### Aim of the task
From the earnings commentary below, print the passage between "Another driver of" and "in seven quarters.", inclusive, word for word.

### Source document

========

The quarter-over-quarter trends are more positive with QAUs increasing 11% and the quarterly paying user ratio increasing from 7.7% to 7.9%. Based on this we can conclude that the management actions mentioned last quarter which included optimising various aspects of gameplay and game mechanics based on user feedback are paying off.
Another driver of this recovery has been the emergence of Garena Free Fire as the most downloaded title in June 2023, thanks in part to a crossover event with Spider-Man to celebrate the release of Spider-Man: Across the Spiderverse on June 2 (Source: Sensor Tower). The game achieved almost 19 million downloads, and proved to be a particular success in India, which accounted for 27.9% of downloads. This was followed by Indonesia with 12.7% and Vietnam with 8.1%. On the conference call, management noted that there had been growth in bookings for Free Fire for the first time in seven quarters.
QPUs is the single most important metric when looking at Digital Entertainment. Free users don’t pay the bills as I keep pounding the table about each quarter. The increase in QAUs and the quarterly paying user ratio has resulted in QPUs increasing by 14% from 37.9 million to 43 million QoQ.
You might think that Digital Entertainment is a legitimate turnaround. Later in this report, you will learn why this is not the case.
During Q2 2023, revenue increased by 21% YoY, reaching $2.1 billion. Core marketplace revenue grew by 38% to $1.2 billion, driven by higher transaction-based fees and advertising revenue. Adjusted EBITDA improved significantly, with a positive value of $150 million, compared to a loss of $648 million in the previous year.
Shopee's positive financial performance was attributed to increased monetization and improved operating cost efficiency. In the Asian market, they achieved an adjusted EBITDA of $204 million, a substantial improvement from a loss of $316 million in the same period last year. Adjusted EBITDA losses in other markets also narrowed considerably, reaching $54 million compared to $332 million previously. Brazil showed a significant improvement in contribution margin loss per order, improving by 83% YoY to $0.24, thanks to enhanced monetisation and higher efficiency in sales and marketing expenses.
On the conference call management noted that efforts have been concentrated on enhancing cost efficiency and user experience. Notably, they improved logistics efficiency, expanded their network, and introduced digital enhancements for order scheduling and tracking, resulting in a better delivery experience and lower costs. This operational advantage serves as a key competitive edge in their eyes.

========

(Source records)
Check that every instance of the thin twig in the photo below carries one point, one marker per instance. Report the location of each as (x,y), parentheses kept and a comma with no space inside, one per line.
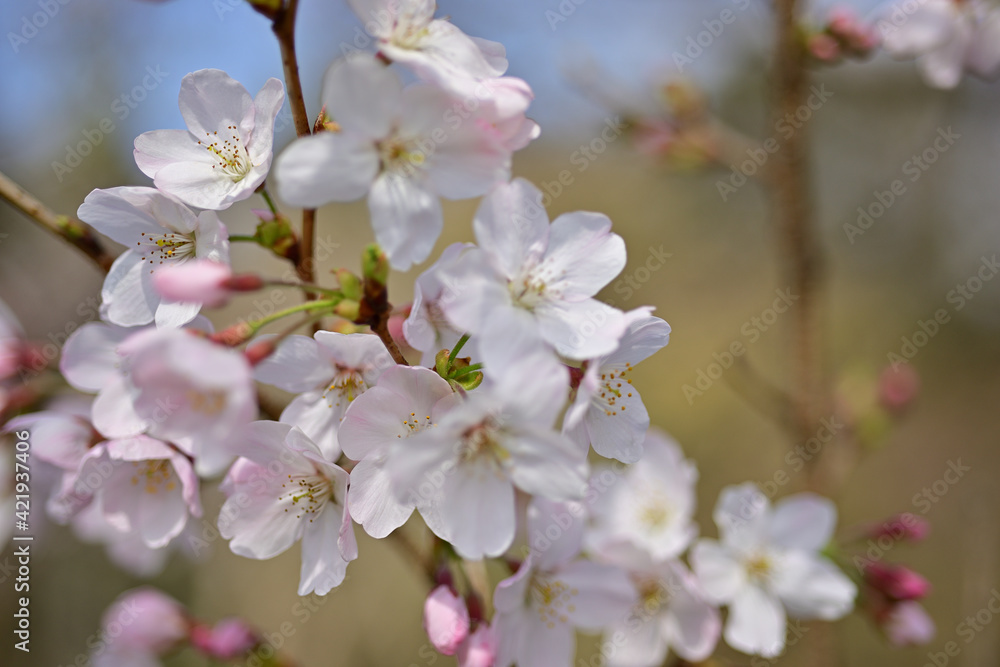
(74,232)
(284,29)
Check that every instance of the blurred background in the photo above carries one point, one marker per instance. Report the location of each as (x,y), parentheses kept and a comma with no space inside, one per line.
(123,60)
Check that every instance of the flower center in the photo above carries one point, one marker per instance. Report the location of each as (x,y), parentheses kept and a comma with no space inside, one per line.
(154,475)
(306,495)
(401,155)
(231,157)
(614,392)
(167,247)
(552,599)
(346,385)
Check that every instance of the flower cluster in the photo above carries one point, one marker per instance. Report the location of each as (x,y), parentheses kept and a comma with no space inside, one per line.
(521,436)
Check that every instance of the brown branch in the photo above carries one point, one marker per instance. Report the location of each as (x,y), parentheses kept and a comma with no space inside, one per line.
(70,230)
(284,29)
(800,251)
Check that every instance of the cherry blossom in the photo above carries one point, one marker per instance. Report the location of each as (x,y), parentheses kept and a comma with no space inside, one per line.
(768,563)
(157,230)
(524,264)
(463,472)
(426,328)
(436,50)
(141,626)
(328,371)
(446,620)
(406,402)
(150,489)
(190,392)
(305,499)
(947,37)
(394,145)
(607,411)
(650,506)
(225,153)
(672,613)
(554,592)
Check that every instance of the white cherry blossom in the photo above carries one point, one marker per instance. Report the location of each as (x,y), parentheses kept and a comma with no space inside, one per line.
(395,146)
(157,230)
(767,565)
(283,490)
(225,153)
(328,371)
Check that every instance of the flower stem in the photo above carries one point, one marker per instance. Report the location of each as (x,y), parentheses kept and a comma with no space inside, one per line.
(74,232)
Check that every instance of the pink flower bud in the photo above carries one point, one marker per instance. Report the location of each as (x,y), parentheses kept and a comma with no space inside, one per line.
(230,639)
(144,620)
(907,624)
(897,582)
(909,527)
(898,386)
(446,620)
(198,281)
(479,650)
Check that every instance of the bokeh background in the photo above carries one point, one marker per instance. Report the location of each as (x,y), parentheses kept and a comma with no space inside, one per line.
(72,73)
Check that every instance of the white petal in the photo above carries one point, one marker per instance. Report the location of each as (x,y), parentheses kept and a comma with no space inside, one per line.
(756,623)
(406,217)
(326,167)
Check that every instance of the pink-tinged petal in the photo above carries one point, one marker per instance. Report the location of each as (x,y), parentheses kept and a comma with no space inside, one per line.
(121,214)
(267,104)
(254,519)
(619,435)
(375,419)
(812,587)
(546,463)
(511,592)
(198,281)
(114,413)
(372,500)
(128,297)
(210,100)
(581,329)
(605,593)
(478,510)
(756,623)
(803,521)
(542,646)
(480,650)
(363,95)
(296,366)
(742,515)
(446,620)
(311,412)
(363,352)
(720,573)
(511,225)
(327,167)
(555,531)
(584,253)
(89,360)
(159,148)
(202,184)
(692,625)
(406,218)
(323,565)
(56,437)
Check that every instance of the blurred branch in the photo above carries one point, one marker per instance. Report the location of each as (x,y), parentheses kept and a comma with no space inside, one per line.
(70,230)
(283,25)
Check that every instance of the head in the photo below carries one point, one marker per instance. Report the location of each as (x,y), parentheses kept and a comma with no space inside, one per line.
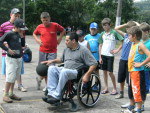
(93,28)
(145,27)
(14,14)
(19,25)
(80,34)
(71,40)
(42,69)
(45,18)
(106,22)
(135,33)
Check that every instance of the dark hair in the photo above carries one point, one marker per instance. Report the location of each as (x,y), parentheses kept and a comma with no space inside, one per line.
(45,15)
(145,26)
(130,24)
(106,21)
(135,30)
(80,33)
(72,36)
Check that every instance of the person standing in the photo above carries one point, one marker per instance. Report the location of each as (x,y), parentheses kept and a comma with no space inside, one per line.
(123,73)
(15,42)
(107,49)
(48,41)
(4,28)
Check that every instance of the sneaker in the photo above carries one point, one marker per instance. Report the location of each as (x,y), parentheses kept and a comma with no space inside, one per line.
(127,111)
(95,88)
(14,97)
(38,83)
(142,108)
(21,88)
(44,89)
(119,96)
(7,99)
(125,105)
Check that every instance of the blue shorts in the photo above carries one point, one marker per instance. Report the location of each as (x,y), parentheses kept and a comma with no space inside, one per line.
(4,66)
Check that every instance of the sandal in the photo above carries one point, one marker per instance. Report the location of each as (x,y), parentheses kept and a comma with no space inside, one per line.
(104,92)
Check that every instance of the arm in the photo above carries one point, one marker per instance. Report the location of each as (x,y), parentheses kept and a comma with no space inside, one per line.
(144,50)
(52,61)
(37,39)
(100,58)
(4,46)
(88,73)
(60,37)
(88,45)
(120,27)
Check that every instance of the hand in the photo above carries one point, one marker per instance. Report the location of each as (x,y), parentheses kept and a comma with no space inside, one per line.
(114,51)
(101,61)
(147,65)
(85,78)
(39,42)
(21,33)
(47,62)
(11,52)
(137,64)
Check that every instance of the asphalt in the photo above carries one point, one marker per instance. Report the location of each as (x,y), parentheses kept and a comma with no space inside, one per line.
(31,100)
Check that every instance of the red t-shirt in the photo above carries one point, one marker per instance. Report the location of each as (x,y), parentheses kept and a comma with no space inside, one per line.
(48,36)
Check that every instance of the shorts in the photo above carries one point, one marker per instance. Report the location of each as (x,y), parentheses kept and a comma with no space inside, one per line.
(147,81)
(4,66)
(123,73)
(13,70)
(47,56)
(137,88)
(108,62)
(98,66)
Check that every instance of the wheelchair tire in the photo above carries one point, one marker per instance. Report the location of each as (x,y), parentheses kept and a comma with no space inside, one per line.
(73,107)
(86,91)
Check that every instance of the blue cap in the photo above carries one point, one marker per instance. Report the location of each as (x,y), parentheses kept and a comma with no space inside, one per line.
(94,25)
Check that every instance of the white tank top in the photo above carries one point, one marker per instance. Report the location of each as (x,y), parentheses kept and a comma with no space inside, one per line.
(84,43)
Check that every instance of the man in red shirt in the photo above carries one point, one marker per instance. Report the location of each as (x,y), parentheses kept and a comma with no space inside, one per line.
(48,41)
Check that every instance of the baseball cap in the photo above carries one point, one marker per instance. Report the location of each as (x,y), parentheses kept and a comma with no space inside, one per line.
(15,10)
(20,24)
(80,33)
(94,25)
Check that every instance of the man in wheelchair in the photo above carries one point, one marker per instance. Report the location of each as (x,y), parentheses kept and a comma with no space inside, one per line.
(74,57)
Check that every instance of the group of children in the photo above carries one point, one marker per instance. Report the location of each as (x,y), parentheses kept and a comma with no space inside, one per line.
(134,62)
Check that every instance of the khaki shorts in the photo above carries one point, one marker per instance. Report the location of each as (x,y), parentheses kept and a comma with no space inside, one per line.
(13,68)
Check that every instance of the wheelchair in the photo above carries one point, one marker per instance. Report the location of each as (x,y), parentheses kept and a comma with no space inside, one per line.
(86,95)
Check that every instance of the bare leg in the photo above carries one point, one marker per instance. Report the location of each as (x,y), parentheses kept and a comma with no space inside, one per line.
(112,76)
(7,87)
(122,86)
(105,80)
(12,88)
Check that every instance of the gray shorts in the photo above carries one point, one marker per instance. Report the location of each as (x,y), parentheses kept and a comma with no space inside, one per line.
(47,56)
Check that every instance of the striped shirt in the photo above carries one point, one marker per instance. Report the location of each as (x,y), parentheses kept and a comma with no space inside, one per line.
(4,28)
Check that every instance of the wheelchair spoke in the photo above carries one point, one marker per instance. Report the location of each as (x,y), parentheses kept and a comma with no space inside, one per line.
(87,99)
(92,97)
(83,94)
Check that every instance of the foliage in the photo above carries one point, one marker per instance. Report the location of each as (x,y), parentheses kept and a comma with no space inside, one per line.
(144,11)
(77,13)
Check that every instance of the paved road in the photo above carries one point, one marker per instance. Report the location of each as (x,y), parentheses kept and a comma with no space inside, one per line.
(31,100)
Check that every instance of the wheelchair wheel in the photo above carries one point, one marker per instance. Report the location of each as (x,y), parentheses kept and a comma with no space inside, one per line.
(86,94)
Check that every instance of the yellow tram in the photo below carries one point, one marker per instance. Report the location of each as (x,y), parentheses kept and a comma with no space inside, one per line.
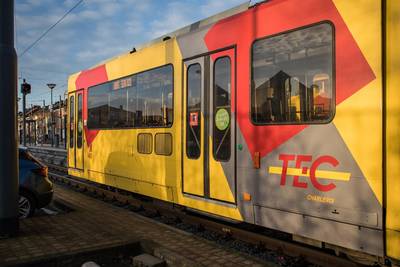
(284,114)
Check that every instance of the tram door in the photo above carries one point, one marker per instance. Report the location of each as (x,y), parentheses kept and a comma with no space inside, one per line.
(75,130)
(209,123)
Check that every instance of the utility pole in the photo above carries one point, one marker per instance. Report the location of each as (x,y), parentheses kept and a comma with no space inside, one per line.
(25,89)
(51,86)
(9,223)
(43,122)
(60,107)
(23,116)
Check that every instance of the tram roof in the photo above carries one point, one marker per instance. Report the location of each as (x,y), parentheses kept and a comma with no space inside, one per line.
(187,29)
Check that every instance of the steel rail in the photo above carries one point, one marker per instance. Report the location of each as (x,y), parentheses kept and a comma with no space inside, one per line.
(314,256)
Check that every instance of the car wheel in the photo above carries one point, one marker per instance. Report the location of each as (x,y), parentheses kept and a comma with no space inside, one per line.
(26,205)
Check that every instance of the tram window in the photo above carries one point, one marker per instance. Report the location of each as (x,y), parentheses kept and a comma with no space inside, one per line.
(79,128)
(163,144)
(71,121)
(292,80)
(137,101)
(193,114)
(145,143)
(222,109)
(154,98)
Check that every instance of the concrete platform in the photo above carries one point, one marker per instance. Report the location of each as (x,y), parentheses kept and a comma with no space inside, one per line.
(94,225)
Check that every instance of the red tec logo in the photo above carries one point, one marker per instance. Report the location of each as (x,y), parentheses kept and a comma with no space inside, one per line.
(312,172)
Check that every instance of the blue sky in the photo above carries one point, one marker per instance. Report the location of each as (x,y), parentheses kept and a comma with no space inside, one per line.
(94,31)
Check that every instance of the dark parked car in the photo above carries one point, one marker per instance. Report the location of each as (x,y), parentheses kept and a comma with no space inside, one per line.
(35,188)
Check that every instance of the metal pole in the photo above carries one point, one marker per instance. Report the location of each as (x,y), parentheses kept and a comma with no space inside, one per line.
(43,123)
(60,107)
(52,118)
(9,223)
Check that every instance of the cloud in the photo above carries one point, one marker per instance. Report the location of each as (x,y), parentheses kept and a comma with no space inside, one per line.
(95,31)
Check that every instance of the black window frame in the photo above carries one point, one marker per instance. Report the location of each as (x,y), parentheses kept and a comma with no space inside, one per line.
(333,100)
(79,136)
(188,112)
(133,74)
(71,117)
(215,109)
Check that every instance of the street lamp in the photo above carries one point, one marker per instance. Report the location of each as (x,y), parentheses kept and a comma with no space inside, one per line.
(52,86)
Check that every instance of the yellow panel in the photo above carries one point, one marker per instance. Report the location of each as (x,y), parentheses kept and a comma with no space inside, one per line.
(393,244)
(359,118)
(393,128)
(219,186)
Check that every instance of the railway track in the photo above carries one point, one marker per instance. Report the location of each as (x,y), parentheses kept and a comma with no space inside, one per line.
(309,254)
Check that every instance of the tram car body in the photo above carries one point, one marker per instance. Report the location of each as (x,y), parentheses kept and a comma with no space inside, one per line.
(284,114)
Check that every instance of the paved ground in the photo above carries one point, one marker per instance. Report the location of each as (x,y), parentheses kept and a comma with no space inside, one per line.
(95,225)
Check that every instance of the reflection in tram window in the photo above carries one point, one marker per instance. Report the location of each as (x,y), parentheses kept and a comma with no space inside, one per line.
(222,109)
(71,121)
(193,115)
(79,127)
(141,100)
(292,78)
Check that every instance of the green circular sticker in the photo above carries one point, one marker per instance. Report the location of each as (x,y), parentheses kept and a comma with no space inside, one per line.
(222,119)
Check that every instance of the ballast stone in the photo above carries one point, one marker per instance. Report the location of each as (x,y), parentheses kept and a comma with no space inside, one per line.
(147,260)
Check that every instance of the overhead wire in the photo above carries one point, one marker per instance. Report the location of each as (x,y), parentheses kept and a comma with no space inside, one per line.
(50,28)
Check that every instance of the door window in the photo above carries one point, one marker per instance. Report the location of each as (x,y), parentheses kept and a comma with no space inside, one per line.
(71,121)
(80,123)
(193,128)
(222,109)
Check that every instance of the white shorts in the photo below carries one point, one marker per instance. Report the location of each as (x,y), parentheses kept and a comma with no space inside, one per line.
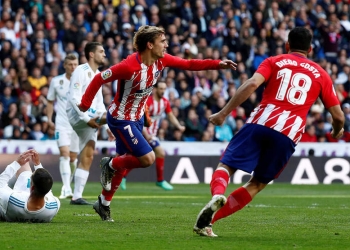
(85,133)
(67,138)
(22,184)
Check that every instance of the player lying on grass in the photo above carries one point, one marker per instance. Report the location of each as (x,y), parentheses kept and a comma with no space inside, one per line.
(30,199)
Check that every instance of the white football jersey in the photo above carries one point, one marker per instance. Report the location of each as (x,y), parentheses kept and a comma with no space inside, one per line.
(58,89)
(79,81)
(13,202)
(17,208)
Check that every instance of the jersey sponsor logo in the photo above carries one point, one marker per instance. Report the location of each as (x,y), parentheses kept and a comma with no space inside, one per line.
(91,110)
(157,74)
(143,92)
(135,141)
(106,74)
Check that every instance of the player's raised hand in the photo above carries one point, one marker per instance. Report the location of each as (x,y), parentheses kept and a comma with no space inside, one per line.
(217,118)
(24,157)
(35,158)
(182,128)
(94,122)
(51,124)
(228,64)
(339,135)
(81,108)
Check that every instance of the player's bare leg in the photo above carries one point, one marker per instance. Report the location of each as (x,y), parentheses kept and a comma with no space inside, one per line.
(218,187)
(65,171)
(239,198)
(73,164)
(160,155)
(82,173)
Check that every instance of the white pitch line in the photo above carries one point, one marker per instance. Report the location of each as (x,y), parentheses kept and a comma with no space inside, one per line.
(148,197)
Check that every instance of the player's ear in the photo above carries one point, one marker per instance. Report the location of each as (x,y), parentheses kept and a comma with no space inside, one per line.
(309,50)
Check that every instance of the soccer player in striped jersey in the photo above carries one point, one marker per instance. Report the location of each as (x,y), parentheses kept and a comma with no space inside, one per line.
(67,139)
(85,124)
(30,199)
(157,105)
(136,76)
(267,140)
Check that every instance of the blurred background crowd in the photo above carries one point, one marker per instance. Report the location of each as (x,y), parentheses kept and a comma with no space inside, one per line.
(35,36)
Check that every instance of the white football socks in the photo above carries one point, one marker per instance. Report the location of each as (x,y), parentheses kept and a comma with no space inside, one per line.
(80,179)
(65,172)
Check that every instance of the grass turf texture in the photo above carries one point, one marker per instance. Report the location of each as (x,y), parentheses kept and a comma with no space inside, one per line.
(281,217)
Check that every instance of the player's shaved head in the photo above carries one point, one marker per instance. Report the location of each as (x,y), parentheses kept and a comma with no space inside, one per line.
(91,47)
(299,39)
(42,182)
(146,34)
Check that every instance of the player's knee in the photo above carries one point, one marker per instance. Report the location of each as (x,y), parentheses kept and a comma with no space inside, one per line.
(148,160)
(256,185)
(160,154)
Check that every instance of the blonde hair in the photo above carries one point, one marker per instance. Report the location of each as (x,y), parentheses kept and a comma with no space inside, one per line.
(70,57)
(146,34)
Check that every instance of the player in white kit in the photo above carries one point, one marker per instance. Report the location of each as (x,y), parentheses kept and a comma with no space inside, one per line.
(67,139)
(86,124)
(31,199)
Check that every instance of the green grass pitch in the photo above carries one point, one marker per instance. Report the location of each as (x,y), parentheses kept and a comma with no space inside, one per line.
(282,216)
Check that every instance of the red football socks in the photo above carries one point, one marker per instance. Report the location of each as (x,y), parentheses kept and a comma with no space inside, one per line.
(126,161)
(116,180)
(219,182)
(160,168)
(127,171)
(235,201)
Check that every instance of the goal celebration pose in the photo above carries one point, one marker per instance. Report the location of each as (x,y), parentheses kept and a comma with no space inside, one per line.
(267,140)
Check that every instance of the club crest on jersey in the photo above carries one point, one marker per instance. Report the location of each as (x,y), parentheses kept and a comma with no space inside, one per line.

========

### Written answer
Another driver of this recovery has been the emergence of Garena Free Fire as the most downloaded title in June 2023, thanks in part to a crossover event with Spider-Man to celebrate the release of Spider-Man: Across the Spiderverse on June 2 (Source: Sensor Tower). The game achieved almost 19 million downloads, and proved to be a particular success in India, which accounted for 27.9% of downloads. This was followed by Indonesia with 12.7% and Vietnam with 8.1%. On the conference call, management noted that there had been growth in bookings for Free Fire for the first time in seven quarters.